## [Data for analysis]
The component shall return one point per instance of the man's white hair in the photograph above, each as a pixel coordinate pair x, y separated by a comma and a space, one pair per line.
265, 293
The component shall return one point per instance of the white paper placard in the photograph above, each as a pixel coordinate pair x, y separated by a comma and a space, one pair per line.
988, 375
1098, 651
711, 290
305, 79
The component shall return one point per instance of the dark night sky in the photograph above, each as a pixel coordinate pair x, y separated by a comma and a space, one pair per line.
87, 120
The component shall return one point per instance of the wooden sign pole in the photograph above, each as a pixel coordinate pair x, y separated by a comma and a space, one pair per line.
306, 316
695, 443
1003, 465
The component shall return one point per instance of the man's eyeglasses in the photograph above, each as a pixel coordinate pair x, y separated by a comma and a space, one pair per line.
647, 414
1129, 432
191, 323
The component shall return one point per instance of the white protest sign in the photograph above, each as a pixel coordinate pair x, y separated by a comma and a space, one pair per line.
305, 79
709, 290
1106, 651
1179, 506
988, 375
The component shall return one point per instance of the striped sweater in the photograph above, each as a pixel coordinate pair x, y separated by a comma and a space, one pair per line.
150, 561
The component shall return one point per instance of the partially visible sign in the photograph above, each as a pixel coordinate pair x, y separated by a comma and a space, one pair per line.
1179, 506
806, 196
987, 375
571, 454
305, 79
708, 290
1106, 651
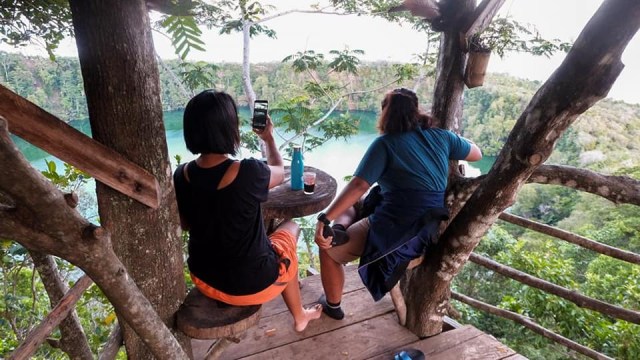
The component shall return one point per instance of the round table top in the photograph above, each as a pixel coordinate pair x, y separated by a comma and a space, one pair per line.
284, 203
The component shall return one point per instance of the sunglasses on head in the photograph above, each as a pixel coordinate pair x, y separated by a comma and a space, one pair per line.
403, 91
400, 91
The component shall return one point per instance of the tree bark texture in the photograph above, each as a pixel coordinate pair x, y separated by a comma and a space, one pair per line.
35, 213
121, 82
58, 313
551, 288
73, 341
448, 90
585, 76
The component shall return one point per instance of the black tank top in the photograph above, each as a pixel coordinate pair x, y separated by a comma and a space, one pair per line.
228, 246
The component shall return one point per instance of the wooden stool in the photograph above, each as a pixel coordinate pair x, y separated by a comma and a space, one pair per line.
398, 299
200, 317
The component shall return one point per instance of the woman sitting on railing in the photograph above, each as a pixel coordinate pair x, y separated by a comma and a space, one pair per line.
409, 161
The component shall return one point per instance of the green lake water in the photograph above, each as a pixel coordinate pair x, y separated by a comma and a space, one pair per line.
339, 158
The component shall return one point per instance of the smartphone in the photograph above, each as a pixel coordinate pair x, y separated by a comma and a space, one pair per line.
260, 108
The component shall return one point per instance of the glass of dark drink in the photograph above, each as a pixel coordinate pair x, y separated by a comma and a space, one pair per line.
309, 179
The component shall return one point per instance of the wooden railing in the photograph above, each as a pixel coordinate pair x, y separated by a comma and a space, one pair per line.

---

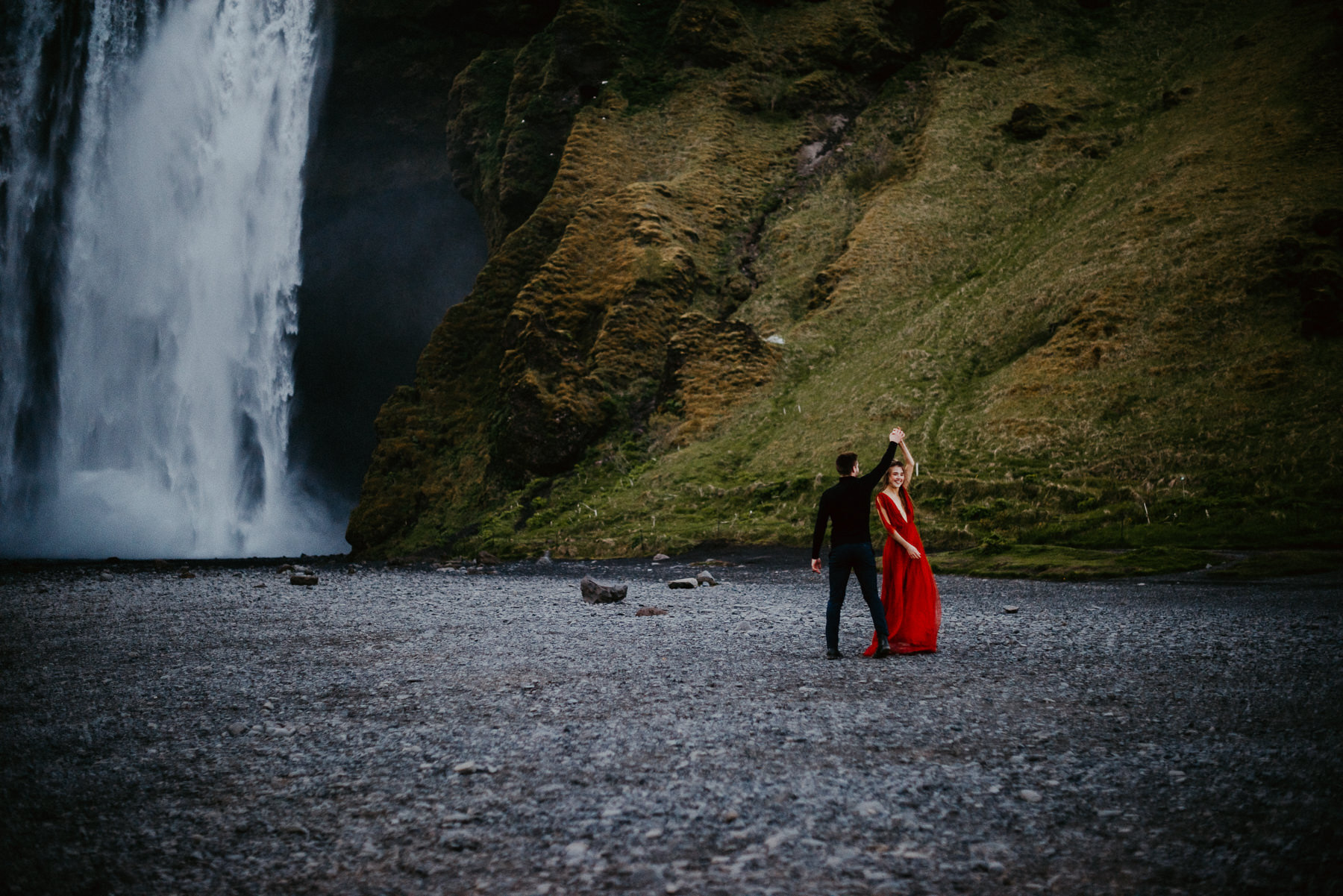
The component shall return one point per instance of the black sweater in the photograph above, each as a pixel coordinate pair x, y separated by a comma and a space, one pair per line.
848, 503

* * *

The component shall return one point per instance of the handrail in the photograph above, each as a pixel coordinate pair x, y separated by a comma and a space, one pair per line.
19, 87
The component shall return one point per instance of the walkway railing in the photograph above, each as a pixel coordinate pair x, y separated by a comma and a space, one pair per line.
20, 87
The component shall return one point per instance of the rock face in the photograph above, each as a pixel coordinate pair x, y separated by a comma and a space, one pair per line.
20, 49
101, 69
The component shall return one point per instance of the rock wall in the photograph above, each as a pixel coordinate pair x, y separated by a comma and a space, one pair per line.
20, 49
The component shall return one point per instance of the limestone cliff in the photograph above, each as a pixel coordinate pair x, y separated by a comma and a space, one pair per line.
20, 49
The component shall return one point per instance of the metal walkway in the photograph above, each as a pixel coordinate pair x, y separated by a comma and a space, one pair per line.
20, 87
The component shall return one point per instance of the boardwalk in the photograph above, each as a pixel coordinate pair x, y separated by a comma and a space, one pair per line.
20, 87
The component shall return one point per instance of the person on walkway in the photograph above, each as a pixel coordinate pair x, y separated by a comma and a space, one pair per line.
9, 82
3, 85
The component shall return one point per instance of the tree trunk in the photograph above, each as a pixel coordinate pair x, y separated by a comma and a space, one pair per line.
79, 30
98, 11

## [Exercise directions]
Output exactly one stretch of the listing: from the line containing "The component shall return one point per instance of the green" through the line containing "the wooden railing", both end lines included.

## [Task output]
The component shall return one point per instance of the green lake water in the photograph above, each as a pixel coordinate pair x, y separated by a comma and a space, one pair per line.
339, 158
The component shall return one point per instance of the smartphone in the photograph above, each as a pixel coordinate pair x, y separated by a comma and a space, one pair per line.
260, 108
The component shall return one point per instance of the glass of dark drink in the photograph above, each as a pixel coordinate pair x, y separated by a comma and a space, one pair per line.
309, 179
The component shall return one point per instance of the wooden railing in the photograph above, each as a pixel coordinate pair x, y separated by a comma and a space, one pair per line.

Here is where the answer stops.